Problem statement = Search the entries for the word "banner". Copy each line in which it is found.

Image point grounding data
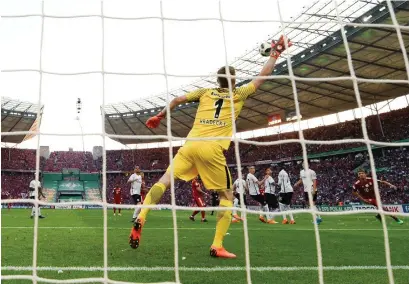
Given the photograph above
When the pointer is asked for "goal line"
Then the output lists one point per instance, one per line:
(204, 269)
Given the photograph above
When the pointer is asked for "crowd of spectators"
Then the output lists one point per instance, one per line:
(70, 159)
(335, 173)
(15, 184)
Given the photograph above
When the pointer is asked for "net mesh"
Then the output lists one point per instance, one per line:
(169, 137)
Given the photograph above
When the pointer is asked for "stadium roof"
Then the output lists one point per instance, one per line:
(16, 116)
(318, 52)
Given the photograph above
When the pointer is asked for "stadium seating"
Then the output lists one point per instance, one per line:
(335, 173)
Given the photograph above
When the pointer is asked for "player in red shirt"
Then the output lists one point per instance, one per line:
(363, 188)
(117, 198)
(198, 197)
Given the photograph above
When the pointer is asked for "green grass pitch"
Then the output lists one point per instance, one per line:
(74, 238)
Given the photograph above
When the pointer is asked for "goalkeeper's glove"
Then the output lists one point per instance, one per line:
(278, 47)
(154, 121)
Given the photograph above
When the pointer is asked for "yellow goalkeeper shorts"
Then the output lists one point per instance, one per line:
(204, 158)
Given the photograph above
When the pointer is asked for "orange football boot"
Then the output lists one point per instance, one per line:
(221, 252)
(236, 217)
(135, 236)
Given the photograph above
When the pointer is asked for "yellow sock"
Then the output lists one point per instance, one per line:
(223, 223)
(154, 195)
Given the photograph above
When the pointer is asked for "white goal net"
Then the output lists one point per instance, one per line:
(336, 20)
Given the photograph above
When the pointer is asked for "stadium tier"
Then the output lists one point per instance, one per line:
(334, 163)
(394, 128)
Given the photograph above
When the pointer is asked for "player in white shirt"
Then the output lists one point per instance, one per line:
(286, 194)
(32, 189)
(309, 179)
(270, 194)
(239, 186)
(254, 189)
(136, 181)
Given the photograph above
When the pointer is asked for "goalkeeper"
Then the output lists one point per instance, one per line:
(205, 158)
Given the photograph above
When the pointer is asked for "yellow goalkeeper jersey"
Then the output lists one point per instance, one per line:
(213, 116)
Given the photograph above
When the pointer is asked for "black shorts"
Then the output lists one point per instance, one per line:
(136, 198)
(314, 196)
(237, 195)
(271, 200)
(285, 198)
(259, 198)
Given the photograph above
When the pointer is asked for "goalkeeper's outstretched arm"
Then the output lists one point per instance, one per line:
(154, 121)
(276, 49)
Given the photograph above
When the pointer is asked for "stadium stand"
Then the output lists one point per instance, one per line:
(334, 164)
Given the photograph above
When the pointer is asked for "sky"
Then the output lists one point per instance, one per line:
(75, 45)
(191, 48)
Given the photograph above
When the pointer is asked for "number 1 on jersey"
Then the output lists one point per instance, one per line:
(218, 105)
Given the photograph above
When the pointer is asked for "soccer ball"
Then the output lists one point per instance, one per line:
(265, 49)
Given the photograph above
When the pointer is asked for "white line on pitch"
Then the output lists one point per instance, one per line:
(270, 228)
(203, 269)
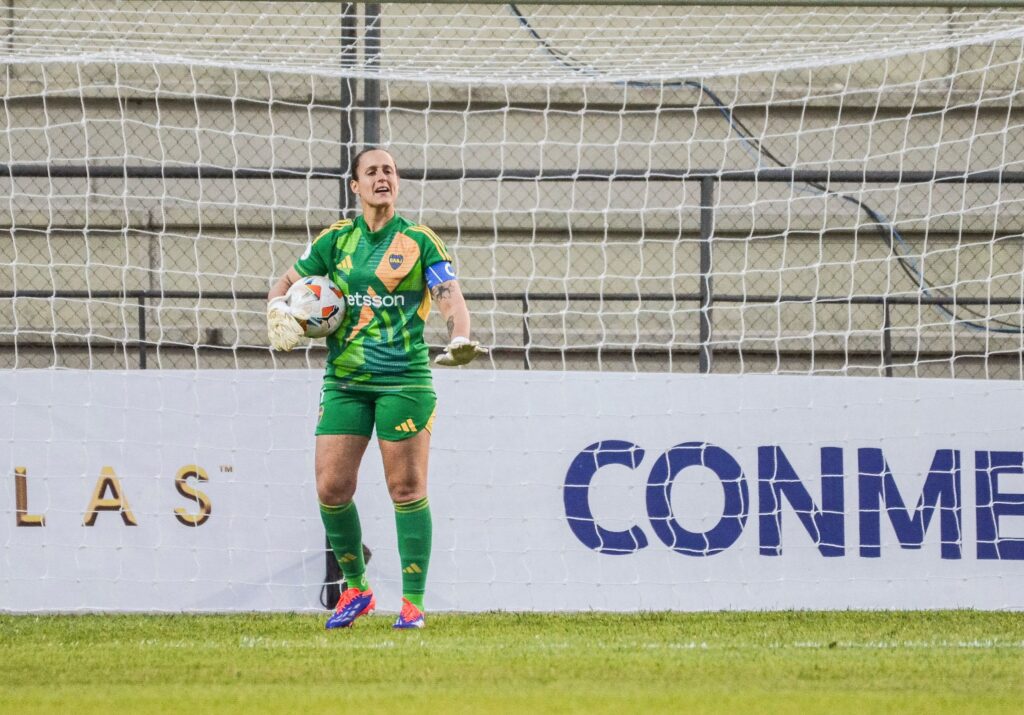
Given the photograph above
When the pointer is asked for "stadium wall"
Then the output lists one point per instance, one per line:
(652, 492)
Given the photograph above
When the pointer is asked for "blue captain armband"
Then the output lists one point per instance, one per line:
(439, 272)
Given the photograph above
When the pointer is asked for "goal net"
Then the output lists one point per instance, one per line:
(557, 150)
(637, 188)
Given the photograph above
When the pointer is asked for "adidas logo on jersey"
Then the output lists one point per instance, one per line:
(407, 426)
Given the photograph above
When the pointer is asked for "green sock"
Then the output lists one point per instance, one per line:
(412, 520)
(345, 535)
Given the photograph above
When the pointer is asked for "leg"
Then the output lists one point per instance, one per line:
(338, 458)
(343, 433)
(406, 467)
(403, 424)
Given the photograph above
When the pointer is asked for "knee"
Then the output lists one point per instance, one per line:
(332, 491)
(408, 491)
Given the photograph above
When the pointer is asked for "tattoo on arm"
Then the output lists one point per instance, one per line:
(441, 292)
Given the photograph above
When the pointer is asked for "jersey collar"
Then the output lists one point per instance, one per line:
(383, 232)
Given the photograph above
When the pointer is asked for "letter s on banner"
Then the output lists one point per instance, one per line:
(578, 479)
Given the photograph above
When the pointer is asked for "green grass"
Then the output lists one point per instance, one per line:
(944, 662)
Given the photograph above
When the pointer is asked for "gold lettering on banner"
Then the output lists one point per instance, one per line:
(109, 481)
(188, 492)
(22, 515)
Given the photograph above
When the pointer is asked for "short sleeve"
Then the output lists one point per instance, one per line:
(433, 249)
(316, 258)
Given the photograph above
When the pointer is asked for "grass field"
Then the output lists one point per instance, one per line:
(946, 662)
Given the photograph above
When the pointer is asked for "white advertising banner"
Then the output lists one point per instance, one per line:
(194, 491)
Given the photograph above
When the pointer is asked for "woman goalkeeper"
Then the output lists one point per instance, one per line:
(378, 374)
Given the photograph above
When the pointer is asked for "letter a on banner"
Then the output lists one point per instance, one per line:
(116, 502)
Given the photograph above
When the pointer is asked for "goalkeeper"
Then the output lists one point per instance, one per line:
(378, 374)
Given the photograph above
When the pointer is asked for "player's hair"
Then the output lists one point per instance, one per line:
(354, 166)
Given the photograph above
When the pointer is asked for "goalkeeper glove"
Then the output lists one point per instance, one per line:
(460, 351)
(282, 328)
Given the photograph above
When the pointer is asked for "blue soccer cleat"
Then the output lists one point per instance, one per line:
(411, 617)
(352, 603)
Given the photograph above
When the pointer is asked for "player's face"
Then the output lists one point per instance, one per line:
(377, 179)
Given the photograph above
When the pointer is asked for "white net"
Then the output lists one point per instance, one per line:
(558, 150)
(164, 161)
(684, 190)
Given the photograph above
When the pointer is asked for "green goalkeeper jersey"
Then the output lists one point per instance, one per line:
(383, 277)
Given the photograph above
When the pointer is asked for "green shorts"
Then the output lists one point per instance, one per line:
(397, 415)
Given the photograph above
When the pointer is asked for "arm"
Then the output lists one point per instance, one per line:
(282, 329)
(452, 305)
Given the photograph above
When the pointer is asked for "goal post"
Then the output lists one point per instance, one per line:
(668, 219)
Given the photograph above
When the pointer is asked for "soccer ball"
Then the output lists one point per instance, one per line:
(317, 304)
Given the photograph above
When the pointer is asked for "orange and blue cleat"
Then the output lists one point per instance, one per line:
(411, 617)
(352, 603)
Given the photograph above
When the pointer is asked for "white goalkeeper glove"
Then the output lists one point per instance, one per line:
(460, 351)
(282, 328)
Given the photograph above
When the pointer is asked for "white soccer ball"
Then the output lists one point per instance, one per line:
(317, 304)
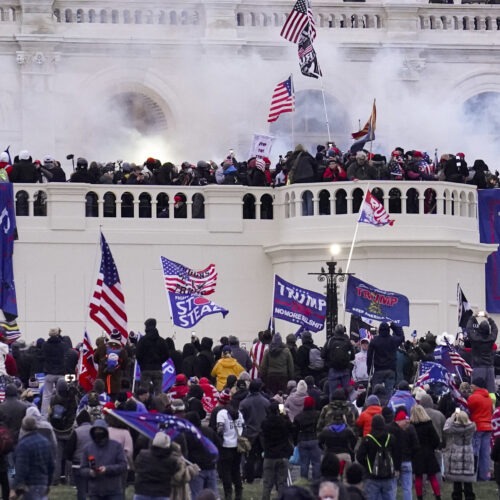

Answer box =
When the pointer is asked for "letter s on banner"
When the pointer is asked for "gold lettering on banner"
When the pointer is asked for "white advertising banner"
When the pointer is asked for "letter a on banner"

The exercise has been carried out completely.